◆ Your instructions
In the passage on book buying below, list each thing the writer asks whether anyone will really want.

Some stray little books, most of them used and already cheap enough and far from necessary, books like Elizabeth's Eccentrics: Brief Lives of English Eccentrics, Exploiters, Rogues & Failures, 1580 - 1660, by Arthur Freeman, will go to the cash register with me come Friday as much from my embarrassment at having held on to them so long rather than having sent them to the floor as I ought to have done. I will read these, or at least read in them, once I get them home, not so much because I still feel the same curiosity I did when they first came across the buying desk, but because I feel I ought to justify even so small an expense by finding something in them as good or better than the fist taste I took when I took each with me on a break or to lunch, no matter how long ago that might have been or how little I remember now of the little I read then.
I know how mad this all must sound to anyone not afflicted with bibliophilia. That I should end my week hauling home books I may not even remember my reasons for wanting does seem an irrational admission, now I come to make it here. But however irrational the impulse to buy, buy, buy, I do not think, when compared to almost any other indulgence available to the likes of me, that this extravagance rates even so much disapprobation as I might indulge here. The books I buy do not get eaten, or smoked, or lost, they continue life in or out of my possession. My books will survive me.
I even know, sorta, where some of them will probably go. Friday I will buy the four latest Library of America volumes. These, along with every other volume in the series purchased to date, are in my will. I'll have little enough otherwise to leave behind me. No bad inheritance, that; the whole long history of literature in America, preserved, collected and bequeathed. Will anyone really want my old car? my clothes? my ashes? My books though, I'm confident, will find readers after me.
There are worse vices than buying books, no?

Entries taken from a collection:
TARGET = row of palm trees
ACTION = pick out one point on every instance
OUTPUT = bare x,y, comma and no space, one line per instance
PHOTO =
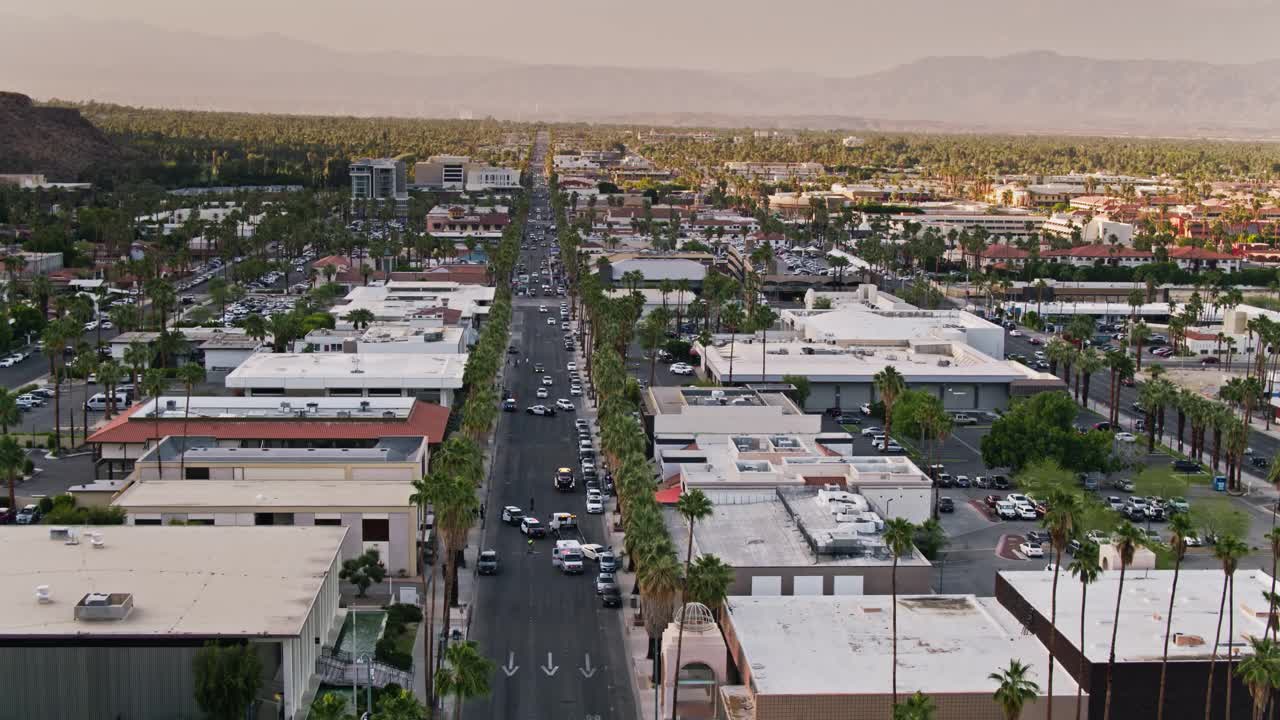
663,582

◆ Response
- the writer's old car
- the writer's clothes
- the writer's ashes